(PASSAGE)
The tantalizing sediment samples culminated two 40-day voyages for Lin
as U.S. chief scientist aboard China’s new research ship, Dayang 1. It
was the first time an American scientist has been invited to co-lead a
Chinese deep-ocean research cruise (see Worlds Apart, But United by the Oceans).
'Sniffing' to find new seafloor vent sites
During 2005, Dayang 1 sailed an ambitious 300-day series of expeditions
to explore mineral and biological resources in the ocean, particularly
at hydrothermal vents. To this unique collaboration, Lin brought
seafloor maps from previous WHOI expeditions and a WHOI-built deep-tow
magnetometer to detect mineral-rich ocean crust around vents. He also
brought six Miniature Autonomous Plume Recorders (MAPRs), on loan from
Edward Baker, Lin’s colleague at the National Oceanic and Atmospheric
Administration.
(End PASSAGE)
(SUPPLIED INFORMATION)
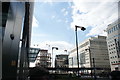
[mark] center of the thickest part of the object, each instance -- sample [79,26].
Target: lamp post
(End SUPPLIED INFORMATION)
— EXERCISES —
1 – In the passage about the research cruise, how many days did Dayang 1's 2005 series of expeditions last?
2 – In the passage about the research cruise, rename "Dayang 1" as "Dayang One" and give the text from "The tantalizing sediment" up to and including "Administration.".
3 – For each statement, say whether it agrees with the passage about the research cruise, and quote the words that decide it.
(a) Lin brought seven Miniature Autonomous Plume Recorders.
(b) The Miniature Autonomous Plume Recorders were on loan from Edward Baker.
(c) No American scientist had been invited to co-lead a Chinese deep-ocean research cruise before Lin.

— ANSWERS PER TASK —
1 – 300 days

2 –
The tantalizing sediment samples culminated two 40-day voyages for Lin
as U.S. chief scientist aboard China’s new research ship, Dayang One. It
was the first time an American scientist has been invited to co-lead a
Chinese deep-ocean research cruise (see Worlds Apart, But United by the Oceans).
'Sniffing' to find new seafloor vent sites
During 2005, Dayang One sailed an ambitious 300-day series of expeditions
to explore mineral and biological resources in the ocean, particularly
at hydrothermal vents. To this unique collaboration, Lin brought
seafloor maps from previous WHOI expeditions and a WHOI-built deep-tow
magnetometer to detect mineral-rich ocean crust around vents. He also
brought six Miniature Autonomous Plume Recorders (MAPRs), on loan from
Edward Baker, Lin’s colleague at the National Oceanic and Atmospheric
Administration.

3 –
(a) No: "He also brought six Miniature Autonomous Plume Recorders (MAPRs)"
(b) Yes: "on loan from Edward Baker"
(c) Yes: "It was the first time an American scientist has been invited to co-lead a Chinese deep-ocean research cruise"